--- Start of RECORDS ---

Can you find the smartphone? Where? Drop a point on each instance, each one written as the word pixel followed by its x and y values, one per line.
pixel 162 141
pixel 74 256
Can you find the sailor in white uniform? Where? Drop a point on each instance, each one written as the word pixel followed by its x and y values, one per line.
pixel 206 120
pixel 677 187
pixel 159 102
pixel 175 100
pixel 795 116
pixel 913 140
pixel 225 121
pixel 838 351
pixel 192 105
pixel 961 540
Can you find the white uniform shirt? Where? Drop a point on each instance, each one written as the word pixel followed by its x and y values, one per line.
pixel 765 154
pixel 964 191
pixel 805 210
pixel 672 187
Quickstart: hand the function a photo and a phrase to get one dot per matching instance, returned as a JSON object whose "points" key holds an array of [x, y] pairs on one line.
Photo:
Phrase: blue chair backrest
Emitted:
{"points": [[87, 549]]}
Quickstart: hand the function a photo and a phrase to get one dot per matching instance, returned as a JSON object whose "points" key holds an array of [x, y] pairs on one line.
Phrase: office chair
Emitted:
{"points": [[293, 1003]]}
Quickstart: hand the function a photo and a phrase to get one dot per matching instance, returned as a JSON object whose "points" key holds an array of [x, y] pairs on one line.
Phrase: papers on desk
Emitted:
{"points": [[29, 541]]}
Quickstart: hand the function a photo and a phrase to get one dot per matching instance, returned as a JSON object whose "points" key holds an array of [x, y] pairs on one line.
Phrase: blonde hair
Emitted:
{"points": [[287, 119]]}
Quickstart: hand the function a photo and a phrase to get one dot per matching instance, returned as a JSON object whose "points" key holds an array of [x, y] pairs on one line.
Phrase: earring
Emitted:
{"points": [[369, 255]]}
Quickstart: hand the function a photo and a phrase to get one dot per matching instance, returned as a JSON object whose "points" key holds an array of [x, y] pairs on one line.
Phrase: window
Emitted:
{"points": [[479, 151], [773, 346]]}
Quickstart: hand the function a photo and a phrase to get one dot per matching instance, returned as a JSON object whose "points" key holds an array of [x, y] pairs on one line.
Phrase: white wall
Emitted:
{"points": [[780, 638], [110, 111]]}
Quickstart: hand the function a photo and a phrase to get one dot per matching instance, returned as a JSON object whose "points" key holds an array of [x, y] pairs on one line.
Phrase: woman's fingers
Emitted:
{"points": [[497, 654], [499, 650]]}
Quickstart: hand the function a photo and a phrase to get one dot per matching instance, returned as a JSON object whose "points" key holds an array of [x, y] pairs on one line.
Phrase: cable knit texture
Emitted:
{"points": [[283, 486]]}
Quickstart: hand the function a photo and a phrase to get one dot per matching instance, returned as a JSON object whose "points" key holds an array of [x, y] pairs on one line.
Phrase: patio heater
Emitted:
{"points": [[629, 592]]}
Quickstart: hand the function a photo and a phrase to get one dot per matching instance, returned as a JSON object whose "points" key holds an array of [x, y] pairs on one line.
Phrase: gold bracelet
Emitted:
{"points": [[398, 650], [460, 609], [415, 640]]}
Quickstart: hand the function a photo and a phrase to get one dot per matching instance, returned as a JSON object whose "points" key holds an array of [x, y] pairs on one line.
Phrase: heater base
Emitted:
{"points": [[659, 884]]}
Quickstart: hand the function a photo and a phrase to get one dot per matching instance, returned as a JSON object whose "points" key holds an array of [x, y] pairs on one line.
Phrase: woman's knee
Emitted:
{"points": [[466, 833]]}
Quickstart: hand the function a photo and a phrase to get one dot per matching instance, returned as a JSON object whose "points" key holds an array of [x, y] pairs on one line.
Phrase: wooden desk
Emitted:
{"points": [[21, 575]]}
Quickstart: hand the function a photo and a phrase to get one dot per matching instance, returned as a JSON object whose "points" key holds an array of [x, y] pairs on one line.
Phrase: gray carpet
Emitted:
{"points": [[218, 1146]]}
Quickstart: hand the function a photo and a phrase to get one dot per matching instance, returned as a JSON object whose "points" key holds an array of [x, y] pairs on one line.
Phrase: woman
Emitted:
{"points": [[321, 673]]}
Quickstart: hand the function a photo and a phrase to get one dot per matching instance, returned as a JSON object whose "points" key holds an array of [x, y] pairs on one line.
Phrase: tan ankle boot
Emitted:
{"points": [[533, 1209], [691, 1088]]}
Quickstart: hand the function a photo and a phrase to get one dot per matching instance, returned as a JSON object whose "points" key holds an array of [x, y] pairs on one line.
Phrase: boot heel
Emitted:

--- End of RECORDS ---

# [WHAT TO DO]
Reproduce the entries word for word, from the first line at the top through the line containing "pixel 672 187", including both of those lines.

# [CORRECT OUTPUT]
Can you find the smartphone? Where? Drop a point on each instance, each one written as the word pixel followed by its x and y values, one per line.
pixel 162 141
pixel 74 256
Can you find the sailor in white uniform? Where? Drop a point on each instance, each one written as the word pixel followed by its x and y values, one per line.
pixel 206 120
pixel 677 187
pixel 159 102
pixel 175 100
pixel 795 116
pixel 913 140
pixel 225 121
pixel 838 351
pixel 192 105
pixel 961 540
Can you find the white uniform shirt? Where? Drop a point on each instance, each one written as the word pixel followed by its x and y values, one per line.
pixel 765 154
pixel 964 191
pixel 805 210
pixel 672 187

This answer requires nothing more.